▶ [AANGELEVERDE TEKST]
# # # #
Vandaag echter zit ik met voorbedachten rade met een lege maag op de bank en krijg ik niets (dat zul je altijd zien!). Op mijn bordje vind ik vijf minuten na binnenkomst louter een schrikbarende berg aan beschuldigingen. Ik zou onmenselijk zijn, iedere ‘buitenlander’ over één kam scheren en deze mevrouw persoonlijk niet op waarde weten te schatten.
Ik flapper wat met mijn oren, ga rechtop zitten en weersta de verleiding om mezelf direct te verdediging. Me vermannen tegen deze vloedstroom aan vooroordelen valt me zwaarder dan ik had gedacht. Zonder aanzien des persoons word ik in de hoek gezet, aangeklaagd. Naar mijn weten heb ik deze intelligente en welbespraakte dame nooit eerder ontmoet, maar zowaar begin ik ernstig aan mijn geheugen te twijfelen.
# # # #
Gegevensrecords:

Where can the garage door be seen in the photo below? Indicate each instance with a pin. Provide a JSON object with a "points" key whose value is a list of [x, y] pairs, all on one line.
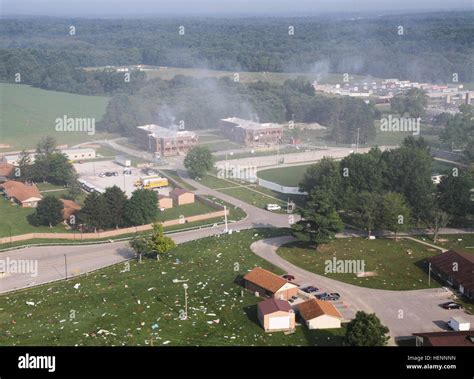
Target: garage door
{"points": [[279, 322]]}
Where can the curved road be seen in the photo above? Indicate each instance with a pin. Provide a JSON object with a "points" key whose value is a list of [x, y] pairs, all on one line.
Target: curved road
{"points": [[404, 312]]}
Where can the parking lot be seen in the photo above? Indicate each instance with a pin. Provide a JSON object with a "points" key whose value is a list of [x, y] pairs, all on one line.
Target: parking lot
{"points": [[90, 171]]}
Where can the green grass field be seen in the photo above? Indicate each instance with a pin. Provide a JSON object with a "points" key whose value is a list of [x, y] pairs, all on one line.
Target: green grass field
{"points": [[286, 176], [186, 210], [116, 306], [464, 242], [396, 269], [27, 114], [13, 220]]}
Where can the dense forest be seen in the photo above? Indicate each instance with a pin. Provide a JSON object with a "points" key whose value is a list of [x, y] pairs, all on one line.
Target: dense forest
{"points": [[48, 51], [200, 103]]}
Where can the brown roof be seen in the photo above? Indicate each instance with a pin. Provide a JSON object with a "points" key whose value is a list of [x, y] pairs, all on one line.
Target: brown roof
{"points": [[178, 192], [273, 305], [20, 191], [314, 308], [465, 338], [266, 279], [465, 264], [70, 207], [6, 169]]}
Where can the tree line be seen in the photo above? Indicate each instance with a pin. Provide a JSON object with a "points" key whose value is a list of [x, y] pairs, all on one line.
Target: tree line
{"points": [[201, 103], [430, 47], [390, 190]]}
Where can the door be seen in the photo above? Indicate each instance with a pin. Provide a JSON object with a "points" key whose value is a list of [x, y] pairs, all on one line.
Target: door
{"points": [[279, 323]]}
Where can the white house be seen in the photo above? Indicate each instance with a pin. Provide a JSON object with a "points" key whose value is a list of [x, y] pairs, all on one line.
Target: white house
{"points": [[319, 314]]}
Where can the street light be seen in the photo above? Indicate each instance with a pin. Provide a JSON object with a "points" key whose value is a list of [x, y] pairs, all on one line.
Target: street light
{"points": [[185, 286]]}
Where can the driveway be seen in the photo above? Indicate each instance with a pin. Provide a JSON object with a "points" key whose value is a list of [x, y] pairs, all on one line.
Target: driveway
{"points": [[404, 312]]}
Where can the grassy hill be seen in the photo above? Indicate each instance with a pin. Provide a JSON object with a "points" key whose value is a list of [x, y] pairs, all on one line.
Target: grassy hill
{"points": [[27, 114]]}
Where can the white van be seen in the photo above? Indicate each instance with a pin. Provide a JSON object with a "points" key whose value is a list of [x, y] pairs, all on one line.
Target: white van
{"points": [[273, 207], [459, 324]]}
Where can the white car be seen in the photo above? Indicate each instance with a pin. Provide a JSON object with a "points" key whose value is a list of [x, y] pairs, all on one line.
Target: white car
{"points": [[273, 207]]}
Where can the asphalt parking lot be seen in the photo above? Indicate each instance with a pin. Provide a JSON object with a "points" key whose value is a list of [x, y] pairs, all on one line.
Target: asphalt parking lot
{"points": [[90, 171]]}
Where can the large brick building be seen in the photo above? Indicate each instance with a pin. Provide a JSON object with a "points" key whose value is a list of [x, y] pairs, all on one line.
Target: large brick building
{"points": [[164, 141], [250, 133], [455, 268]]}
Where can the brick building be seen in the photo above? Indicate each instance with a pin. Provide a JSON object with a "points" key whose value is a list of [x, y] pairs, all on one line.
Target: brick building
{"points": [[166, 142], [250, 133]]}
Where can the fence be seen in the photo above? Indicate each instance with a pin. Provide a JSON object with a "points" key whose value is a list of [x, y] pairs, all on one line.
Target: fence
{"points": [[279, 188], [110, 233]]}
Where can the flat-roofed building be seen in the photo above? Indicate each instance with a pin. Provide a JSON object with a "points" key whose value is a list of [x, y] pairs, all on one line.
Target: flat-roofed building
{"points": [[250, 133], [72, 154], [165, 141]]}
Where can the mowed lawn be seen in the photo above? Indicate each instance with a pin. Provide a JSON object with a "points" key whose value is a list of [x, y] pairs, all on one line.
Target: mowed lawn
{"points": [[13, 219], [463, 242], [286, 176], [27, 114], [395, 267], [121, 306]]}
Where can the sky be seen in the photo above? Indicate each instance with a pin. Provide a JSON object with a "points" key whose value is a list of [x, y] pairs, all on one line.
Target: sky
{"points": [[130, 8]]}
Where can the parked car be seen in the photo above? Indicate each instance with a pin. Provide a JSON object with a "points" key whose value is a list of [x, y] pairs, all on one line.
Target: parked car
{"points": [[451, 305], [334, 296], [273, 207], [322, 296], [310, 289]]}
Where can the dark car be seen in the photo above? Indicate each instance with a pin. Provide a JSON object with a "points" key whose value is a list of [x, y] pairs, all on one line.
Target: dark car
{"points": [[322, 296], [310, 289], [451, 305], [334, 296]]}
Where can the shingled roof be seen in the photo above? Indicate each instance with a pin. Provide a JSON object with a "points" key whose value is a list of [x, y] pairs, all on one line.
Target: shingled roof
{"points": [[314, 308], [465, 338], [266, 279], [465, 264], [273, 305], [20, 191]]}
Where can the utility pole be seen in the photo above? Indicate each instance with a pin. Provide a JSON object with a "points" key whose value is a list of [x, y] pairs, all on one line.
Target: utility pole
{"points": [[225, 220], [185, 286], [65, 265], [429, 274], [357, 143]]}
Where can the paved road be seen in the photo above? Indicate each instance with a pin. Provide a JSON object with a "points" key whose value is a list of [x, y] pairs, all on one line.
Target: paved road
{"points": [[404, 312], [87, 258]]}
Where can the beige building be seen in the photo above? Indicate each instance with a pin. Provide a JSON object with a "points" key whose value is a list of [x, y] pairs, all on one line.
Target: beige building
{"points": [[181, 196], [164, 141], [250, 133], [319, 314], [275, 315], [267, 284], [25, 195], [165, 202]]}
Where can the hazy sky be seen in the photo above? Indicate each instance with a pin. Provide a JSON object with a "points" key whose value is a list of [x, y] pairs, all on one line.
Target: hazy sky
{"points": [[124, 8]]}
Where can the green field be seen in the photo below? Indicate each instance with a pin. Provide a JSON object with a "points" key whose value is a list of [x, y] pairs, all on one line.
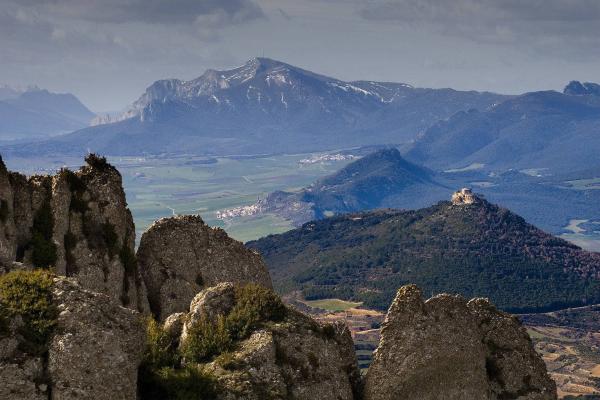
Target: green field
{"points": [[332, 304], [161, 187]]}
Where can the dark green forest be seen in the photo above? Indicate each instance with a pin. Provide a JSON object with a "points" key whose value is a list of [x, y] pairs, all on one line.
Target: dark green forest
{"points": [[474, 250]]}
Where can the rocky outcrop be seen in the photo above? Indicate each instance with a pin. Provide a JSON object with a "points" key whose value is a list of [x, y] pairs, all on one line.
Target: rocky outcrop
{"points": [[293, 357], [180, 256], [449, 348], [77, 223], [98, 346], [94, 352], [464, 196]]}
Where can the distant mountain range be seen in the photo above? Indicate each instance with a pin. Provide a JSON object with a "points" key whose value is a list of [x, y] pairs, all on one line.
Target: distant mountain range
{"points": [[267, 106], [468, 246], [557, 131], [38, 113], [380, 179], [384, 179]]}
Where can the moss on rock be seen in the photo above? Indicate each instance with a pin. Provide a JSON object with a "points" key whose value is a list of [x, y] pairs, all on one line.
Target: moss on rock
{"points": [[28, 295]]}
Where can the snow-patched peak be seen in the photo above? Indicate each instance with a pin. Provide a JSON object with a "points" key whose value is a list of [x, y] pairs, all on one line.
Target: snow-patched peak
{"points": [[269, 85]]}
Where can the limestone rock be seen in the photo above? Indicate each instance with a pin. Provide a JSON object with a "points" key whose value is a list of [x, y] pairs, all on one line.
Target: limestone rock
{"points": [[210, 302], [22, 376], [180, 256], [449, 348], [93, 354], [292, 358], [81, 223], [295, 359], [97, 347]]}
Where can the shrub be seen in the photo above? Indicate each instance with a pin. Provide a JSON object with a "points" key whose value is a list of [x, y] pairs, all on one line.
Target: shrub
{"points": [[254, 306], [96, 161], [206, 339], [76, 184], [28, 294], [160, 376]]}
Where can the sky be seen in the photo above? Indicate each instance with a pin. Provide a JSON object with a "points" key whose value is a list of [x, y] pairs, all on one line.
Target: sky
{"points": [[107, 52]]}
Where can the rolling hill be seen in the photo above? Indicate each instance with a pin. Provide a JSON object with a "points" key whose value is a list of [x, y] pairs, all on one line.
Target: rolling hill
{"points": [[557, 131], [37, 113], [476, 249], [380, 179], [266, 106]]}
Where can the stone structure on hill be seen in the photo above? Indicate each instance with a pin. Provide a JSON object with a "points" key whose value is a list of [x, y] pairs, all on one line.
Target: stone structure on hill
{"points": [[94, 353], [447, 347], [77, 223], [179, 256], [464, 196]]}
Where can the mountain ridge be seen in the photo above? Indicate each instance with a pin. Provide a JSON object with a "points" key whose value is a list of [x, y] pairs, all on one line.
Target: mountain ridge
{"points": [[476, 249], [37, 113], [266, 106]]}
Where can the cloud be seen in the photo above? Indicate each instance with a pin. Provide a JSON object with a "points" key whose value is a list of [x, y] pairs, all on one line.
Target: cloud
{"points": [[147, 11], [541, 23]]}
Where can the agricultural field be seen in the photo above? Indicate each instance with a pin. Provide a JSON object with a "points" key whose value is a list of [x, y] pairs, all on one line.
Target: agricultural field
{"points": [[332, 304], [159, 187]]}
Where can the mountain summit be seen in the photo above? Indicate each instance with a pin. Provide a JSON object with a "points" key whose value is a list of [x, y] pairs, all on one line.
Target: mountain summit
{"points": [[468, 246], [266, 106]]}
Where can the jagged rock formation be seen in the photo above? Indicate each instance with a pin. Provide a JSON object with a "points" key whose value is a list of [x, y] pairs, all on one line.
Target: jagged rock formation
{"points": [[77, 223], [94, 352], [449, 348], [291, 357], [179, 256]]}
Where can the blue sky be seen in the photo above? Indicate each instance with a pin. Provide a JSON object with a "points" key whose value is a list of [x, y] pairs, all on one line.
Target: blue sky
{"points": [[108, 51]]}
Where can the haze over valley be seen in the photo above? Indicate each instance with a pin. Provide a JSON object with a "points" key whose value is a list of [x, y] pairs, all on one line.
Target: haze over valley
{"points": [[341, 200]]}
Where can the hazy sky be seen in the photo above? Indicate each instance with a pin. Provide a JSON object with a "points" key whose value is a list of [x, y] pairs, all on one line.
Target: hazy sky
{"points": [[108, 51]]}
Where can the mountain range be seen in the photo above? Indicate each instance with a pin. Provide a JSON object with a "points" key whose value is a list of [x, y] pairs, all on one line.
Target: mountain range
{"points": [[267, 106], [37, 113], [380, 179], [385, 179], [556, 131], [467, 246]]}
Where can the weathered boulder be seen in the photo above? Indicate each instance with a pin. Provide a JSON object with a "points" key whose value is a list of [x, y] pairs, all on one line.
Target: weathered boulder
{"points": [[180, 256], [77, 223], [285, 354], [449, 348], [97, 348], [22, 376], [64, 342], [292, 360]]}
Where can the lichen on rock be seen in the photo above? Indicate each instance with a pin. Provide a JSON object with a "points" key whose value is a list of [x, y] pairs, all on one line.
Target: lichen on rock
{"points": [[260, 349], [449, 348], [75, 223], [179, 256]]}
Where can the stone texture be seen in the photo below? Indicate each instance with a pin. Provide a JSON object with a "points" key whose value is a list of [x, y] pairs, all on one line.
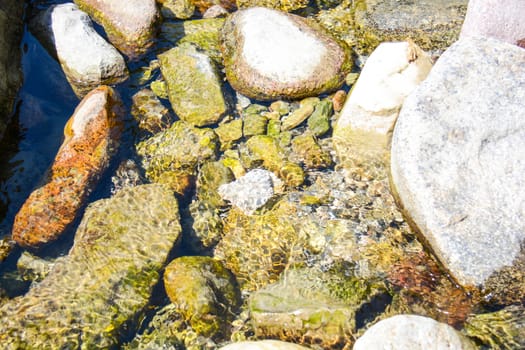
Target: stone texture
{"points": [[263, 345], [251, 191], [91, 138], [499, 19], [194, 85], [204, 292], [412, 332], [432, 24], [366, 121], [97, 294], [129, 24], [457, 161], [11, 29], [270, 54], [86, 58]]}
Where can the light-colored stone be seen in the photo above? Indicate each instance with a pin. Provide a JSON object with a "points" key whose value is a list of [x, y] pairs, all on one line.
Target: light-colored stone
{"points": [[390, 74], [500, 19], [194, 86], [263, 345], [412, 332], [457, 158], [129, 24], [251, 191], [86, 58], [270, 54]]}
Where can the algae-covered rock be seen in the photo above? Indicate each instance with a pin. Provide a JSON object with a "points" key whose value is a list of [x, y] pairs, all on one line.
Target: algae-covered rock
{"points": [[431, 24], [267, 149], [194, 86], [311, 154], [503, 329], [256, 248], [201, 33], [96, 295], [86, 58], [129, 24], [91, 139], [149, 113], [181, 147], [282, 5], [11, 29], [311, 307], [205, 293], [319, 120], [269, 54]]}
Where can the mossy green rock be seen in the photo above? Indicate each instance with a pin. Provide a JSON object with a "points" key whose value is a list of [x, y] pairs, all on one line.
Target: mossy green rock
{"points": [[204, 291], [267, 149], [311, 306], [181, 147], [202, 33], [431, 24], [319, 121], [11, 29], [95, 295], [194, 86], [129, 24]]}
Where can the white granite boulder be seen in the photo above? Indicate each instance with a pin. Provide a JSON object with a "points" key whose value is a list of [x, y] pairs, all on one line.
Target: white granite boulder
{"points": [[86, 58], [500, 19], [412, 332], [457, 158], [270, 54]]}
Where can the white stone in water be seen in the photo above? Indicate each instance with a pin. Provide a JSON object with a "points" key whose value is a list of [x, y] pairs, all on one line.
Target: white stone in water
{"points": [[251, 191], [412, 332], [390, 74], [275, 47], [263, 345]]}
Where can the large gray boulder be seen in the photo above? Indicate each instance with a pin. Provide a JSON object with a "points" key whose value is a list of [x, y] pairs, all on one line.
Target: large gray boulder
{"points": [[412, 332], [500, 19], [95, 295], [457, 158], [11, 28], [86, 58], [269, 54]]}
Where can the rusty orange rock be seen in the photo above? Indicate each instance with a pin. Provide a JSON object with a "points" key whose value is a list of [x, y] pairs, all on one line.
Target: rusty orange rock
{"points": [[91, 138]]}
# # # #
▶ [OPDRACHTEN]
(1) Klopt elke bewering hieronder met de passage? Antwoord per bewering met ja of nee en citeer letterlijk de woorden uit de passage die de doorslag geven.
(a) De ik-figuur zit met een lege maag op de bank.
(b) Het valt de ik-figuur makkelijker dan verwacht om zich te vermannen tegen de vooroordelen.
(c) De beschuldigingen liggen er pas een uur na binnenkomst.
(2) Herhaal uit de passage letterlijk het stuk van "Vandaag echter zit" tot en met "geheugen te twijfelen.".

▶ [ANTWOORDEN]
(1)
(a) Ja: "zit ik met voorbedachten rade met een lege maag op de bank"
(b) Nee: "valt me zwaarder dan ik had gedacht"
(c) Nee: "vijf minuten na binnenkomst"

(2)
Vandaag echter zit ik met voorbedachten rade met een lege maag op de bank en krijg ik niets (dat zul je altijd zien!). Op mijn bordje vind ik vijf minuten na binnenkomst louter een schrikbarende berg aan beschuldigingen. Ik zou onmenselijk zijn, iedere ‘buitenlander’ over één kam scheren en deze mevrouw persoonlijk niet op waarde weten te schatten.
Ik flapper wat met mijn oren, ga rechtop zitten en weersta de verleiding om mezelf direct te verdediging. Me vermannen tegen deze vloedstroom aan vooroordelen valt me zwaarder dan ik had gedacht. Zonder aanzien des persoons word ik in de hoek gezet, aangeklaagd. Naar mijn weten heb ik deze intelligente en welbespraakte dame nooit eerder ontmoet, maar zowaar begin ik ernstig aan mijn geheugen te twijfelen.